What the exercise asks => Pick out and copy, in full, every line of the material below that contains the word "notebook". The match is case-sensitive.

Record list =>
▬▬▬▬▬▬▬▬▬▬

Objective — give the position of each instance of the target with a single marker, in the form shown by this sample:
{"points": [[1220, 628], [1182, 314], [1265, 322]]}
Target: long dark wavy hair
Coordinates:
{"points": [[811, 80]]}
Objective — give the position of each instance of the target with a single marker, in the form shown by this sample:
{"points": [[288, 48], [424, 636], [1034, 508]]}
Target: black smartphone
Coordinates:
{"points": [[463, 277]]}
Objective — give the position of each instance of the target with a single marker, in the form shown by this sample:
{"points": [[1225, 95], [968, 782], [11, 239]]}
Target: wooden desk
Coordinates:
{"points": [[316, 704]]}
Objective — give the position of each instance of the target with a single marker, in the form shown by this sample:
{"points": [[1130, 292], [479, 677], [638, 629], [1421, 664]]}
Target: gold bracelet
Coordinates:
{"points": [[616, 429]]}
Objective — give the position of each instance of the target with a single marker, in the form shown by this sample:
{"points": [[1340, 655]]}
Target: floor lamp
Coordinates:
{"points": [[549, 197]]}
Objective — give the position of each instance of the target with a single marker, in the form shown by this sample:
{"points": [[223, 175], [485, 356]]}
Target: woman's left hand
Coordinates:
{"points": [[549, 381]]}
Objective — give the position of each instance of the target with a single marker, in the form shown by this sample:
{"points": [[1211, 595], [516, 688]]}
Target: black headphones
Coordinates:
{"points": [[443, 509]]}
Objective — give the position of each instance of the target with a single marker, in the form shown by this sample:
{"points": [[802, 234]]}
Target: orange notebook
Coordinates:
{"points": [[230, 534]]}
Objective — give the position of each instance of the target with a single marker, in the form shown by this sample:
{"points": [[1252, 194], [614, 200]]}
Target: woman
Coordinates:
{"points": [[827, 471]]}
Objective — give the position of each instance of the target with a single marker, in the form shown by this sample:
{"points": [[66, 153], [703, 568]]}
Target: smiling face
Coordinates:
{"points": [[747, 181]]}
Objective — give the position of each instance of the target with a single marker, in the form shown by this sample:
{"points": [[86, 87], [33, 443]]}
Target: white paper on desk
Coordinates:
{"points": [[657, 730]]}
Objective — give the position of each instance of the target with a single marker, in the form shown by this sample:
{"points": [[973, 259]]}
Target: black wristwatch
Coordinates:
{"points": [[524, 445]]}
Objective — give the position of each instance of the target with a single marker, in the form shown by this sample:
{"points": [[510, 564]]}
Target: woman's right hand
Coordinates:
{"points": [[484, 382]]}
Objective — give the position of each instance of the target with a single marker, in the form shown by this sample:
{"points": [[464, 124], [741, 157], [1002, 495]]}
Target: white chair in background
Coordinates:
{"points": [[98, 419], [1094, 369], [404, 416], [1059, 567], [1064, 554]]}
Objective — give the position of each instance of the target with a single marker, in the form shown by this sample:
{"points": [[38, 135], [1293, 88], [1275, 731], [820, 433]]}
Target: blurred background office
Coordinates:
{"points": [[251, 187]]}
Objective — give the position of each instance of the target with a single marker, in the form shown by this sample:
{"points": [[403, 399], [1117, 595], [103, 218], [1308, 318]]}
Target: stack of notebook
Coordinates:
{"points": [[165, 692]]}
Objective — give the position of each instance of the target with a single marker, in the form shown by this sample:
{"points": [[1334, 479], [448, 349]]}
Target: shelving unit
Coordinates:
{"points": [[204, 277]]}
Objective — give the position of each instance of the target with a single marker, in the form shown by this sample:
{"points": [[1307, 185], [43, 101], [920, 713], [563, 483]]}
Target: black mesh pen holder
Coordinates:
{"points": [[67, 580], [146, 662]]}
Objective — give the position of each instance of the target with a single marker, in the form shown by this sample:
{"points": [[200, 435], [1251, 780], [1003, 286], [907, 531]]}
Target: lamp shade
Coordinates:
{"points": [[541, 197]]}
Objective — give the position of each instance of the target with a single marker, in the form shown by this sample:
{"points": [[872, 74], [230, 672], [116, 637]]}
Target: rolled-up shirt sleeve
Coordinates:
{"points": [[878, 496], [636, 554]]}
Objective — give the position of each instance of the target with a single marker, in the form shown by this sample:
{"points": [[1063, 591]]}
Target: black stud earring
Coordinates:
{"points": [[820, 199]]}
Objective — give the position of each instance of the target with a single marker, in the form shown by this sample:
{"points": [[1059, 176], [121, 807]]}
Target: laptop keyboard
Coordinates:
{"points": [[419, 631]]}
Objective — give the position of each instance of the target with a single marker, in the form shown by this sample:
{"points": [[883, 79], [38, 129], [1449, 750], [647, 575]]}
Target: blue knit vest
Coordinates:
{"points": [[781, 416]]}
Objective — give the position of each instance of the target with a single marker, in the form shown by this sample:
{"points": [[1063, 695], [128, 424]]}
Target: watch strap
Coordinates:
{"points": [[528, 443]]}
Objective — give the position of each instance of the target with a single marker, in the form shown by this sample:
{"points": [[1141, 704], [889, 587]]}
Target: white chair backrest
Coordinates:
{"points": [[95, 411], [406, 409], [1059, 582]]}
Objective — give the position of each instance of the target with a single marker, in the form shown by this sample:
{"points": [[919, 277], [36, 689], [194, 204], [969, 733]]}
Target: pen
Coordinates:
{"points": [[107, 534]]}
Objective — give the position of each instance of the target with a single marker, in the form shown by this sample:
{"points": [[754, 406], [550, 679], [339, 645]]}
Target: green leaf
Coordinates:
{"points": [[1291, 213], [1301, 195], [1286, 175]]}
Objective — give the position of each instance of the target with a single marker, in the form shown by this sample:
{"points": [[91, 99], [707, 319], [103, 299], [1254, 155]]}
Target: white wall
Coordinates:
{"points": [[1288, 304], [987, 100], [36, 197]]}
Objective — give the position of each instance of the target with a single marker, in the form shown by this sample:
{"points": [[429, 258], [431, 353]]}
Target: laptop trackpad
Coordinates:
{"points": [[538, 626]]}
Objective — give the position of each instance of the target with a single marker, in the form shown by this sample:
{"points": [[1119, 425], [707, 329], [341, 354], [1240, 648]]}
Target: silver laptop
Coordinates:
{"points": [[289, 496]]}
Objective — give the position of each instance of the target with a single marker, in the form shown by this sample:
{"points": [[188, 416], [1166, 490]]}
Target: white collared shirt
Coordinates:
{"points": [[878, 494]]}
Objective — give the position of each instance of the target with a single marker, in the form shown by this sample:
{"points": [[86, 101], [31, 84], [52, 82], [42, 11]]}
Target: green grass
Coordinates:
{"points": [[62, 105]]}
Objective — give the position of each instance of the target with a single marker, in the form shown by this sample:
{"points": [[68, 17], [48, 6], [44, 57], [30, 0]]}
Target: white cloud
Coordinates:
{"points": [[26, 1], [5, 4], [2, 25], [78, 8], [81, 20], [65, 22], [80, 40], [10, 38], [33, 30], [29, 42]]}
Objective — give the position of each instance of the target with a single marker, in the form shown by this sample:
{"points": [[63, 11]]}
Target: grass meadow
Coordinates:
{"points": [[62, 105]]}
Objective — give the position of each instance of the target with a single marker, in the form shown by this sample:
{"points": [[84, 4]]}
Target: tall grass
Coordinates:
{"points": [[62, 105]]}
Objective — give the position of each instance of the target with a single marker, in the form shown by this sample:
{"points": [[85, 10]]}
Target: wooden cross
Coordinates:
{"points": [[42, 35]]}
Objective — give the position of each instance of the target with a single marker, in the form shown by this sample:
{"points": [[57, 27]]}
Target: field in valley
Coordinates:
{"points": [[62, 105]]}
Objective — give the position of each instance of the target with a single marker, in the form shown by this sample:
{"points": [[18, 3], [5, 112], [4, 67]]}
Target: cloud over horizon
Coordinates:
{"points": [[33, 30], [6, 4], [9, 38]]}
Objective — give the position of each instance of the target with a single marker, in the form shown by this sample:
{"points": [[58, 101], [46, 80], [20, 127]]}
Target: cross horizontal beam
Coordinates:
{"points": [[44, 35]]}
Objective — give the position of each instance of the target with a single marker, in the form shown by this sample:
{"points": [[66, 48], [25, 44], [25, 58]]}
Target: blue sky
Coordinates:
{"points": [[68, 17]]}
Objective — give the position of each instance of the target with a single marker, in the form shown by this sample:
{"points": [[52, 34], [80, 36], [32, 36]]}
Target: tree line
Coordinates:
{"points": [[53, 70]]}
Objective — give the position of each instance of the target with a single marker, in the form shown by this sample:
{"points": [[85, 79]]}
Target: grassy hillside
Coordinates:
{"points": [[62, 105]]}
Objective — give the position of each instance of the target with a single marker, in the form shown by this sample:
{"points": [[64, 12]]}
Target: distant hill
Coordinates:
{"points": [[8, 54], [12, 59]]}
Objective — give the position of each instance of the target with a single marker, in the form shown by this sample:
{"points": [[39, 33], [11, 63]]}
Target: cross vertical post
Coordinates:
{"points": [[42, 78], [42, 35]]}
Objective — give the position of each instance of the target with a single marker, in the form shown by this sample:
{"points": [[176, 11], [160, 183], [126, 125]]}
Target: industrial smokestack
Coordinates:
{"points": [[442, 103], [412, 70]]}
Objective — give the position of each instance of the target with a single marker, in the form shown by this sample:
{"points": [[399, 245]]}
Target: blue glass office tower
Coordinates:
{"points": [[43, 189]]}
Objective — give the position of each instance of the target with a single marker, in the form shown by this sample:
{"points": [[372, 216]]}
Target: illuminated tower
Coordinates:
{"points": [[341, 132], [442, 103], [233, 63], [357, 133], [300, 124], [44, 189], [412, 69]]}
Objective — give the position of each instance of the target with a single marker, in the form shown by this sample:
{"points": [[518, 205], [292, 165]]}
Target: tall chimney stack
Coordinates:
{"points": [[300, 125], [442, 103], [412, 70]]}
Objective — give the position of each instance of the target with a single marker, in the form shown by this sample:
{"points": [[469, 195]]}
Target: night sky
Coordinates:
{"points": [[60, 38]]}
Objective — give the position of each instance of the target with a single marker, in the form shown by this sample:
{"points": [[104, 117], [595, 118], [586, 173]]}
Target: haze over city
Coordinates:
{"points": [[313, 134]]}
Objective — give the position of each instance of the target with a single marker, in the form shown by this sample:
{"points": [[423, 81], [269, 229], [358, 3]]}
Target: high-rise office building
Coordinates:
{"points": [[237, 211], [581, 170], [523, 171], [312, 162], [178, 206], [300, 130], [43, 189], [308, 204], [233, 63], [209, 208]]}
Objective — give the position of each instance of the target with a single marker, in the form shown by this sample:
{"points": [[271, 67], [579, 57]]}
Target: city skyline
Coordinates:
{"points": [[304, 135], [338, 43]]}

▬▬▬▬▬▬▬▬▬▬

Correct result =>
Target: orange notebook
Target: stack of notebook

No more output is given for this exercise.